Set exercise 1:
Update the rows from the line with "Teacher note: have the class pick out the jacket" up to and including the line with "Teacher note: have the class pick out the mountain", replacing "drop a point" with "place a dot" and leaving everything else unchanged. Return only those rows.

How did John Wooden, whose basketball teams won seven consecutive national championships, get his team motivated for the big game?
 
In the book Wooden on Leadership, former UCLA player Lynn Shackelford described his experience in 1967 when he and three other first year varsity players sat in the locker room waiting to play in their first national championship game.
 
Coach Wooden walked up to the chalk board and began to diagram something, maybe a new play or defensive tactic. But it wasn't. Coach was diagramming where we should stand during the national anthem.
 
He then spoke about our conduct following the game. The day before, players on another team had gotten rowdy, and he cautioned us about behaving badly. He never mentioned anything about the opponent we were going to play for the national championship.
 
The pregame talk Coach gave before a National Championship Game was the same as any other game:
 
I've done my job, now it's time for you to do yours. I don't want to know by the expression on your face after the game which team scored more points. Now let's go.
 
Coach described developing the ideal level of motivation this way:
 
The ideal level of motivation for the playoffs or any game is the result of a consistent program leading up to that point. You can't suddenly develop that for one game; it has to be something that is consistent in your practice.

Data records:
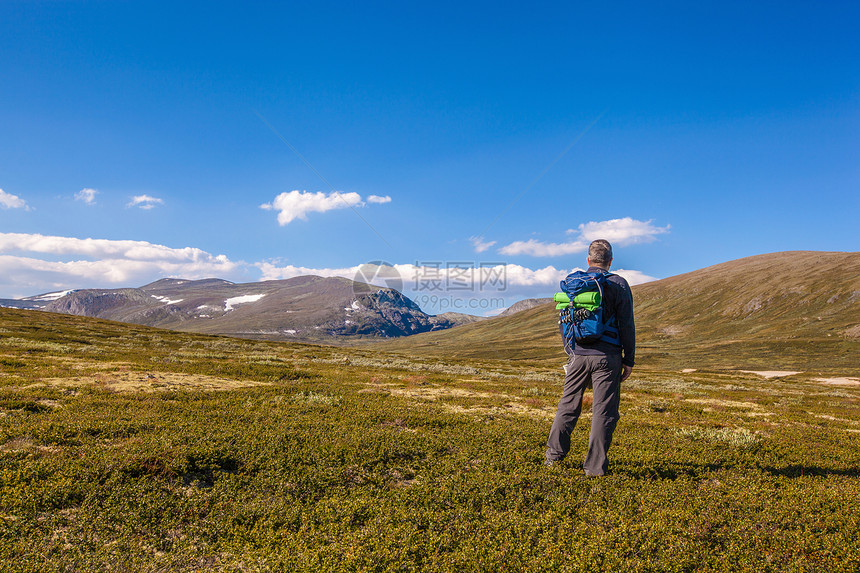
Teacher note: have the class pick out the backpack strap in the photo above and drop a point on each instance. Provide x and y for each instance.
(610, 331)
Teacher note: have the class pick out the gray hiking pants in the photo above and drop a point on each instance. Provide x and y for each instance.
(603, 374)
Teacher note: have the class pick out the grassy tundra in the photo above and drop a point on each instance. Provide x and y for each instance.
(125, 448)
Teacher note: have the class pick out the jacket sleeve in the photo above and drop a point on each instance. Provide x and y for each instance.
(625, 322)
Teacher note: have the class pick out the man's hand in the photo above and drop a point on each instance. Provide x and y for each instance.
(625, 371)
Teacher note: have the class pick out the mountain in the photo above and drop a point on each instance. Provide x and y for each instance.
...
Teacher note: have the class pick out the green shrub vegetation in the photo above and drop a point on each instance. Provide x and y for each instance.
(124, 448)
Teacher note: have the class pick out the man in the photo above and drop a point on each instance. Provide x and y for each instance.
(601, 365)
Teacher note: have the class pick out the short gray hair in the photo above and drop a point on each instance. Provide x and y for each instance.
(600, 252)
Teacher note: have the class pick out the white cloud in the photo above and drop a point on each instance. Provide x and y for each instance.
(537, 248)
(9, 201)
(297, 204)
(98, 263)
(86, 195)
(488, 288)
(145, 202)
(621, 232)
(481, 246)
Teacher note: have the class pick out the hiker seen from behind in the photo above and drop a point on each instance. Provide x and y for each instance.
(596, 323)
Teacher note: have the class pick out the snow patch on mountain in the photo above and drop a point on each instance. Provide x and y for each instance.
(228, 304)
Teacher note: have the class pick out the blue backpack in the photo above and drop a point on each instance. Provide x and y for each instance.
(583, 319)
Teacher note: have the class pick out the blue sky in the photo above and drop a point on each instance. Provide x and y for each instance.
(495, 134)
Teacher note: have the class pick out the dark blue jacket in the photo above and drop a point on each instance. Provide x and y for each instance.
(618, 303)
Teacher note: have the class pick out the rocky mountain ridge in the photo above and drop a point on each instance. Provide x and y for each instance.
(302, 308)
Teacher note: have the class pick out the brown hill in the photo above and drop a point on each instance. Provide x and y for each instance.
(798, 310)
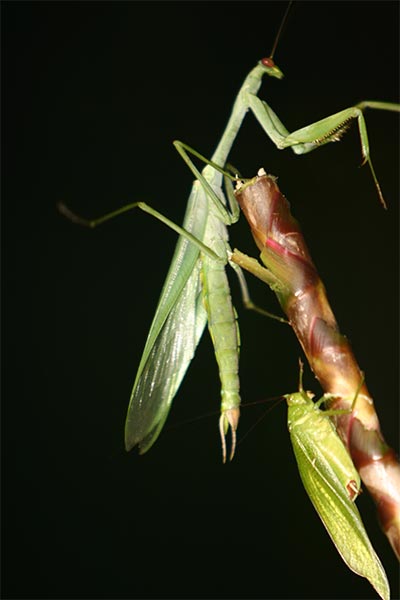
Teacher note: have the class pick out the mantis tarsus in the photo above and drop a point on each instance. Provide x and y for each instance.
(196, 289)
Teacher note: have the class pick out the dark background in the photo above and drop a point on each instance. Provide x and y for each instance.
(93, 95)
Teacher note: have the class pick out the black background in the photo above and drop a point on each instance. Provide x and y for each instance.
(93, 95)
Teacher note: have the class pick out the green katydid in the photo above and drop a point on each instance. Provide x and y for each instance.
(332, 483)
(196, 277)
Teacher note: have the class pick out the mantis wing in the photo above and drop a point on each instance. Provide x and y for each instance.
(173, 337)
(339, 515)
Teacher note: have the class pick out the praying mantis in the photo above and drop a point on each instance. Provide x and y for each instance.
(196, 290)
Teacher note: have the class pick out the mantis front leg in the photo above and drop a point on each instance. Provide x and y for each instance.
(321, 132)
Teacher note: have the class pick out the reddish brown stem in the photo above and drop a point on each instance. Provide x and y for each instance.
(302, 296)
--
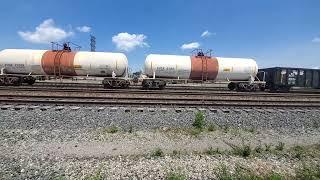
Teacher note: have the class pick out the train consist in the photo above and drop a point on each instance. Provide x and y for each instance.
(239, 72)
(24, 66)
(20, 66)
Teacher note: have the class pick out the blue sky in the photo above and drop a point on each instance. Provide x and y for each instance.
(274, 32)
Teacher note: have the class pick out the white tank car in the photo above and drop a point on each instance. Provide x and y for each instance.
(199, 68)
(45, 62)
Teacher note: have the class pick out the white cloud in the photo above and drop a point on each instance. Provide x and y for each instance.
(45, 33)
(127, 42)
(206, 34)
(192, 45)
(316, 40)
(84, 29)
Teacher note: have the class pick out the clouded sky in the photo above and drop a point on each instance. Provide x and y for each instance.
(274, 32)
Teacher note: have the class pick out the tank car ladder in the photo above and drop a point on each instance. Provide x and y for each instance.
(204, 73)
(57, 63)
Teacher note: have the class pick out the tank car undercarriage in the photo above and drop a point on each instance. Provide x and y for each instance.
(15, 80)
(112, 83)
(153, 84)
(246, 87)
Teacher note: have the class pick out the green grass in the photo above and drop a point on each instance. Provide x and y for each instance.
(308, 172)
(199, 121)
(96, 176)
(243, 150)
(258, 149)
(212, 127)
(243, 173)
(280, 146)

Set exercise 2:
Summarize the passage on John Wooden's pregame approach in two sentences.

Exercise solution 1:
Teacher note: have the class pick out the jacket sleeve in the photo above and place a dot on each instance. Provide x and y for each instance.
(625, 322)
Teacher note: have the class pick out the man's hand in the photo above and place a dot on each instance. Provide x and y for each instance.
(625, 371)
Teacher note: have the class pick out the mountain in the photo above and place a dot on each instance. Provide x and y for each instance.

Exercise solution 2:
Former UCLA player Lynn Shackelford recalled that before the 1967 national championship game, Coach Wooden diagrammed where the players should stand during the national anthem and cautioned them about their conduct after the game, never mentioning the opponent. His pregame talk was the same as for any other game, and he held that the ideal level of motivation comes from a consistent program in practice rather than something developed suddenly for one game.